Stored dataset items
--- START ---

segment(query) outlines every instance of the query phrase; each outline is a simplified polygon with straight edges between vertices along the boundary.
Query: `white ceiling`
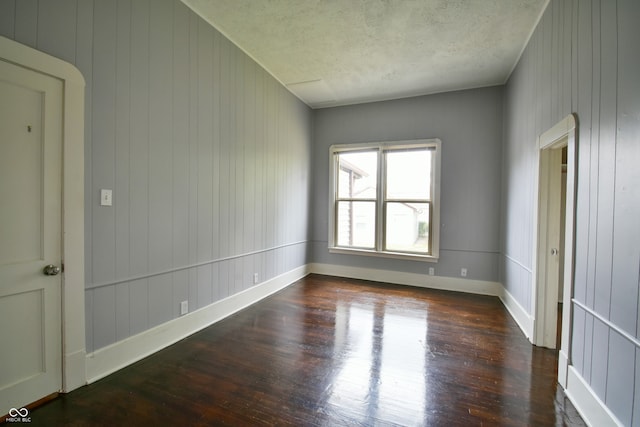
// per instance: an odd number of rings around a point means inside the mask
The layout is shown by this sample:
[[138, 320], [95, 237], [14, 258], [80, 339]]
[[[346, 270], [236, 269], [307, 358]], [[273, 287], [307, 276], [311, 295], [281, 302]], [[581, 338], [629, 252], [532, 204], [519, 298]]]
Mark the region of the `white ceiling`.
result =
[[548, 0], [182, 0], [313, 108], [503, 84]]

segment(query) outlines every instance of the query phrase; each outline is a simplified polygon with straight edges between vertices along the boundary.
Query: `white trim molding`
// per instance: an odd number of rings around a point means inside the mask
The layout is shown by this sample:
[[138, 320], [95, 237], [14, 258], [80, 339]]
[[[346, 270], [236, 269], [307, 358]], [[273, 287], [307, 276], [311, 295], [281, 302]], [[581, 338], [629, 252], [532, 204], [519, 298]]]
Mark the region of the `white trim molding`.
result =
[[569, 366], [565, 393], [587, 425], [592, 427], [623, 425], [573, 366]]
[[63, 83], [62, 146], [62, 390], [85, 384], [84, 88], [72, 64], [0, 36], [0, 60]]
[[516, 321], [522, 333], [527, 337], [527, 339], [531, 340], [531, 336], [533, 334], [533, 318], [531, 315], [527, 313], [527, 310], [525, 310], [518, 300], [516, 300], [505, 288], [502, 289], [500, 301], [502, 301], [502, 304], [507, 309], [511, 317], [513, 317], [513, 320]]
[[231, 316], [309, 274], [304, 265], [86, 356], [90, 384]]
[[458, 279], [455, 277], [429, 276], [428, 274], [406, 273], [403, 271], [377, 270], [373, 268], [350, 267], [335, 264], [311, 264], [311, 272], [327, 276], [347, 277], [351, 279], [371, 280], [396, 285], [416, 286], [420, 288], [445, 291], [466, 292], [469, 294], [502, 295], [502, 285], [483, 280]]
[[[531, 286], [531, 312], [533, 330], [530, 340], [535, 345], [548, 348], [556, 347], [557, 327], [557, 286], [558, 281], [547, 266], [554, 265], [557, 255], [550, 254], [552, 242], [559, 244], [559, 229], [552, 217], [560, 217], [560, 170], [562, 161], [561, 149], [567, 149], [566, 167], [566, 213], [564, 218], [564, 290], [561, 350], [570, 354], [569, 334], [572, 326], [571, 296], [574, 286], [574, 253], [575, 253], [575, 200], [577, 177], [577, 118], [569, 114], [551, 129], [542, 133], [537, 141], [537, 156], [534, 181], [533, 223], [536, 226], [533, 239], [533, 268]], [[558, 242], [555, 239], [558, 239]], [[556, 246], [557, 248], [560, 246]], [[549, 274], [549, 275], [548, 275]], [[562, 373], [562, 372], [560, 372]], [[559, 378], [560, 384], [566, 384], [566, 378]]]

--- END ---
--- START ---

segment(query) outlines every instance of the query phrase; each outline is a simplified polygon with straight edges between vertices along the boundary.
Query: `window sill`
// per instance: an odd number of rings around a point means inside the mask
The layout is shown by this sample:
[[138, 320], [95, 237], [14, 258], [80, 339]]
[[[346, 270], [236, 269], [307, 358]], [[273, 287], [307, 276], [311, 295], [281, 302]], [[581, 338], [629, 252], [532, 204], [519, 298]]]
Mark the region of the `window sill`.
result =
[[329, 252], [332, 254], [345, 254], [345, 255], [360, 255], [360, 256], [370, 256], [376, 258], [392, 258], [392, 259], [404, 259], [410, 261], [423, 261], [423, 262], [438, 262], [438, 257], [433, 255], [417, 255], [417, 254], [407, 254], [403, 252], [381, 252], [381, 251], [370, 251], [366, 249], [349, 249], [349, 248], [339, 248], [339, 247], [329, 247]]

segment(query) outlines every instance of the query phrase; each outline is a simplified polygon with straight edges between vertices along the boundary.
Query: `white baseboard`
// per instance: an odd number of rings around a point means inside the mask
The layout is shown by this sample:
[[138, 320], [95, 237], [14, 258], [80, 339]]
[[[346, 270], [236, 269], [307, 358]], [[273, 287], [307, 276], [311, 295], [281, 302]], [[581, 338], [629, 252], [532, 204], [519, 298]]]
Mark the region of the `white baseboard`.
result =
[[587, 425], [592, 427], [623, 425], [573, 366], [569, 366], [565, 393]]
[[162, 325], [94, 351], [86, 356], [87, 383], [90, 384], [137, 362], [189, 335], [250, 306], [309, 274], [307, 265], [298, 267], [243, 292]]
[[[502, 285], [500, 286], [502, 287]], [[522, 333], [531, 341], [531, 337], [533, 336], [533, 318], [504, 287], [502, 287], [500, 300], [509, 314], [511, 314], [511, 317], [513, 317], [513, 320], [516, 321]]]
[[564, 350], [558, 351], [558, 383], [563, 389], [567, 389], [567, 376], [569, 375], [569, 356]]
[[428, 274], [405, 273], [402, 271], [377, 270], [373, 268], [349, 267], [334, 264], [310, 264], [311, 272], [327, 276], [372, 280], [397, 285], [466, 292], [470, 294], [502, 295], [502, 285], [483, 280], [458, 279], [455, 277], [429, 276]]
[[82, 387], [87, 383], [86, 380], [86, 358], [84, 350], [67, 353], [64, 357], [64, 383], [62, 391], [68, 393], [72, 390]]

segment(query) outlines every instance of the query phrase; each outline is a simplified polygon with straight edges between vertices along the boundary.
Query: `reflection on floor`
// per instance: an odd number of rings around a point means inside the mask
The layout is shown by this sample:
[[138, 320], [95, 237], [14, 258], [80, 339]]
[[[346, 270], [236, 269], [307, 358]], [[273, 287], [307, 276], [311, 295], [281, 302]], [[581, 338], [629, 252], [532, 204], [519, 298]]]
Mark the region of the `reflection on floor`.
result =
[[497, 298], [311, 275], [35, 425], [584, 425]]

--- END ---

Try it
Nothing but a number should be given: the number of lines in the records that contain the word "trim".

The completed task
2